Excerpts of pointing data
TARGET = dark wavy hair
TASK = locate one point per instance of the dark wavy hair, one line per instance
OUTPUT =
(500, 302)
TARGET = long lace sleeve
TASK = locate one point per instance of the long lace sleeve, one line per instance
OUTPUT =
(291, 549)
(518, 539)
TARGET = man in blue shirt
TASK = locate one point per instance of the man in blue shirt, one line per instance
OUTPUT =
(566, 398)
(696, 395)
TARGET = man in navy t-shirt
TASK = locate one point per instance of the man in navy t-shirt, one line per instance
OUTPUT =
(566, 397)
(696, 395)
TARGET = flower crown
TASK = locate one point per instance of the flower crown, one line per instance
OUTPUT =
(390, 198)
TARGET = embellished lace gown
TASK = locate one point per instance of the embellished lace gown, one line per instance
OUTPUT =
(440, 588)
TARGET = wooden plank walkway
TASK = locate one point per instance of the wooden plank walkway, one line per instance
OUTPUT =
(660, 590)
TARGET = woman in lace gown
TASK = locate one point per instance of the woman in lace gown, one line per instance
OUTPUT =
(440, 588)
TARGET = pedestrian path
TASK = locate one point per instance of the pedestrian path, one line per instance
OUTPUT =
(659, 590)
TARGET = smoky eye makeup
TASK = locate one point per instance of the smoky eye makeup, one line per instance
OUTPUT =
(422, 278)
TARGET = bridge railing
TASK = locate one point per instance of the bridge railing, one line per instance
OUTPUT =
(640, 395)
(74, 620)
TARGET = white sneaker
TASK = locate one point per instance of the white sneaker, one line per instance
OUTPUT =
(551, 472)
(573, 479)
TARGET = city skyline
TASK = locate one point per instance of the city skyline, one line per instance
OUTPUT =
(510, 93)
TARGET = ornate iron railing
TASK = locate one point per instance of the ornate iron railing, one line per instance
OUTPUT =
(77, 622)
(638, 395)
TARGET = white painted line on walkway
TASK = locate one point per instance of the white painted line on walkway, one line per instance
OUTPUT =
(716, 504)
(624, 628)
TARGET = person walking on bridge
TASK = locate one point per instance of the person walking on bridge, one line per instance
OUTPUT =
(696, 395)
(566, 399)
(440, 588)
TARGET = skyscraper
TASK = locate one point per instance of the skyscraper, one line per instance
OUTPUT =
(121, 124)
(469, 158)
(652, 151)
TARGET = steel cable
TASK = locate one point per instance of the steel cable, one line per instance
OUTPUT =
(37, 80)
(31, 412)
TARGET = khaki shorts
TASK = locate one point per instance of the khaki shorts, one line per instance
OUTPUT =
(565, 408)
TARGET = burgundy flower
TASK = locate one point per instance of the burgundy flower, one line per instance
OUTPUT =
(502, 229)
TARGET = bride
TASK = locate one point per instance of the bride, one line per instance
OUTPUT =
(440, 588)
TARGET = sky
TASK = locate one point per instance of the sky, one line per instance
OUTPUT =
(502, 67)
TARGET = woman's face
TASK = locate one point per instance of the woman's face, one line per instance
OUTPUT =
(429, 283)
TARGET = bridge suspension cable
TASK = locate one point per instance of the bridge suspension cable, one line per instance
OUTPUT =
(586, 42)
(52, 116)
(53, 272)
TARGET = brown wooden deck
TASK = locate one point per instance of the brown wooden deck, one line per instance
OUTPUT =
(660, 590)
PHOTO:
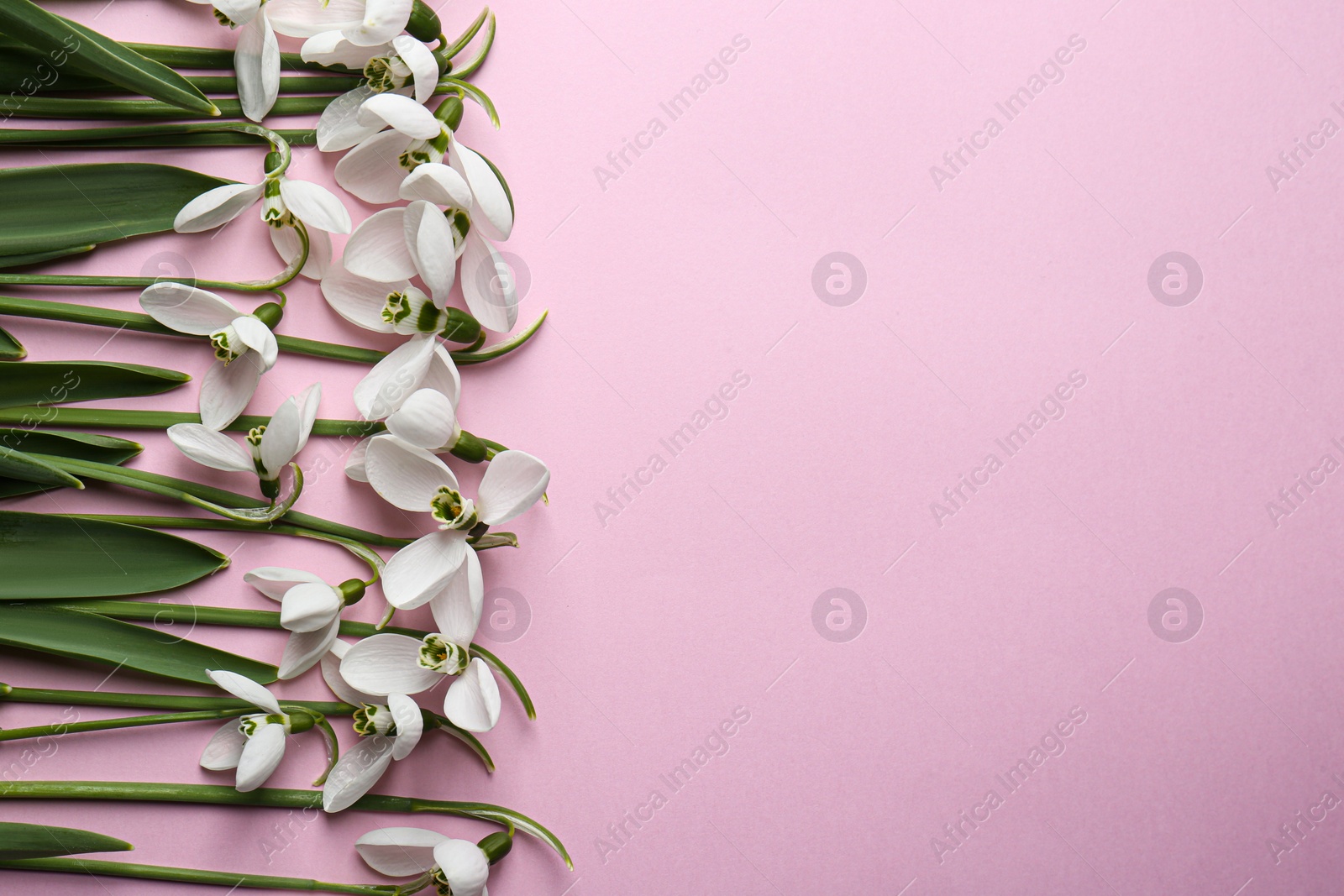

▶ **Request**
Rewrite everything from the line containing "TARGET = brown wooden deck" down to the end of the entries, requests included, offsetting every coordinate in the answers by -5. Leave the pictures out of your answer.

▶ **Result**
TARGET = brown wooden deck
TASK = locate one point per instance of the brown wooden deck, one line per instance
OUTPUT =
(655, 585)
PHOTO:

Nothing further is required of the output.